Please transcribe, exactly and only, the lines of the records below from the one holding "Place a point on every instance of the green" to the very end.

─── Data supplied

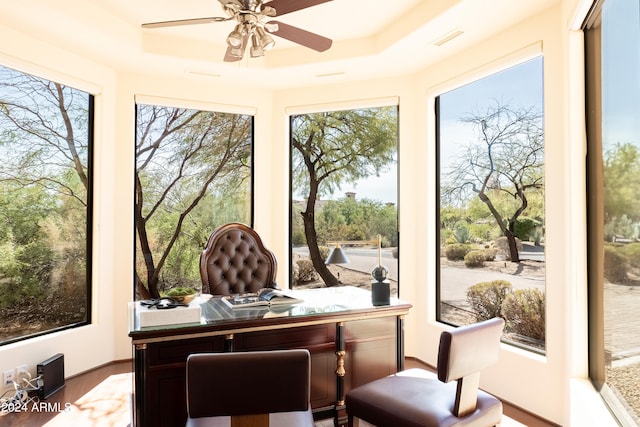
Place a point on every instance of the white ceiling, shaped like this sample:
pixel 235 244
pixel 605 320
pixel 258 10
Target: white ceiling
pixel 371 38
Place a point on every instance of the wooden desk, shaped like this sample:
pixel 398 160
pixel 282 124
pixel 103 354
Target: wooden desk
pixel 351 343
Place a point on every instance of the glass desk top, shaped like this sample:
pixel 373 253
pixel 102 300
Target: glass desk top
pixel 315 303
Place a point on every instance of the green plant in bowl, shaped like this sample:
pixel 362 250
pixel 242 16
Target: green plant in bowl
pixel 182 294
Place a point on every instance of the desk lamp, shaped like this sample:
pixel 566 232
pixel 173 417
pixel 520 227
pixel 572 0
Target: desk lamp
pixel 337 256
pixel 380 286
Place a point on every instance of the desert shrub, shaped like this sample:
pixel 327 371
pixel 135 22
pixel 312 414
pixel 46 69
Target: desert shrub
pixel 524 312
pixel 615 265
pixel 503 246
pixel 306 272
pixel 486 298
pixel 489 254
pixel 324 251
pixel 457 251
pixel 462 234
pixel 474 259
pixel 632 253
pixel 525 227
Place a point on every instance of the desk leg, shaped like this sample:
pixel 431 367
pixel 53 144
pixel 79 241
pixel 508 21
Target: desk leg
pixel 340 410
pixel 400 343
pixel 228 343
pixel 139 382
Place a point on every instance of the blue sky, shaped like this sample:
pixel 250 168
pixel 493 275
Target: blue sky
pixel 621 84
pixel 518 86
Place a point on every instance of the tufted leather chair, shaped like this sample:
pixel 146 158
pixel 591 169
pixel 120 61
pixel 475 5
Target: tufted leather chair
pixel 235 261
pixel 255 388
pixel 417 398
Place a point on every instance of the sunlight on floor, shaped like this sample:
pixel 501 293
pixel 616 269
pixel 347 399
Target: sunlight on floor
pixel 104 406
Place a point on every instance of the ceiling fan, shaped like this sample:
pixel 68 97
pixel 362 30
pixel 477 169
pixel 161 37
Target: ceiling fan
pixel 253 24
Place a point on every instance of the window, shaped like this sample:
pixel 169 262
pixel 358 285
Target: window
pixel 490 142
pixel 344 192
pixel 45 205
pixel 193 174
pixel 612 35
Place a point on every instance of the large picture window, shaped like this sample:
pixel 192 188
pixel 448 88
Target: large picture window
pixel 193 174
pixel 491 217
pixel 612 35
pixel 344 194
pixel 45 205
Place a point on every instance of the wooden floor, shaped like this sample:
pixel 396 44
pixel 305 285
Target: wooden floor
pixel 102 397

──────

Task output
Place a point on every instance of the green plant in bowl, shaped like this sample:
pixel 362 250
pixel 242 16
Target: green plant in bowl
pixel 182 294
Place a point on every instance of the desk lamp, shaped like this sample:
pixel 566 232
pixel 173 417
pixel 520 227
pixel 572 0
Target: desk lamp
pixel 337 256
pixel 380 286
Place a point on every instance of the desert shrub, shaped like this sample:
pixel 327 371
pixel 135 22
pixel 312 414
pixel 46 69
Target: desert shrub
pixel 524 312
pixel 615 265
pixel 503 246
pixel 306 272
pixel 486 298
pixel 489 254
pixel 324 251
pixel 457 251
pixel 462 234
pixel 474 259
pixel 632 253
pixel 525 227
Place a point on every instance of the desk leg, shaped like this sample:
pixel 431 367
pixel 53 144
pixel 79 241
pixel 508 21
Target: desk leg
pixel 340 410
pixel 400 343
pixel 228 343
pixel 139 382
Place a point on every instance of the blue sky, shaped like this sample:
pixel 250 168
pixel 493 275
Target: blue sky
pixel 621 84
pixel 518 86
Place a point on every instance of the tufted leather chair, shaped like this sample:
pixel 146 158
pixel 591 169
pixel 120 61
pixel 475 5
Target: tufted leather chair
pixel 235 261
pixel 255 388
pixel 417 398
Place a point on every instance of the sunlight on floor, shaped like this sample:
pixel 501 293
pixel 616 269
pixel 347 399
Target: sunlight on floor
pixel 104 406
Place a point on every instance of the ceiling fan, shaped like this sample:
pixel 68 97
pixel 362 30
pixel 477 169
pixel 161 37
Target: ceiling fan
pixel 253 24
Place a point on every instance of the window, shaped like this sample:
pixel 169 262
pixel 358 285
Target: window
pixel 490 142
pixel 344 192
pixel 45 205
pixel 193 174
pixel 612 35
Place a point on every instance of the large picture window, shaped like this sample:
pixel 192 188
pixel 448 88
Target: large picture window
pixel 193 174
pixel 491 217
pixel 612 35
pixel 344 194
pixel 45 205
Place a point on every instance of the wooden floor, shaped like this sample:
pixel 396 44
pixel 305 285
Target: wooden floor
pixel 102 397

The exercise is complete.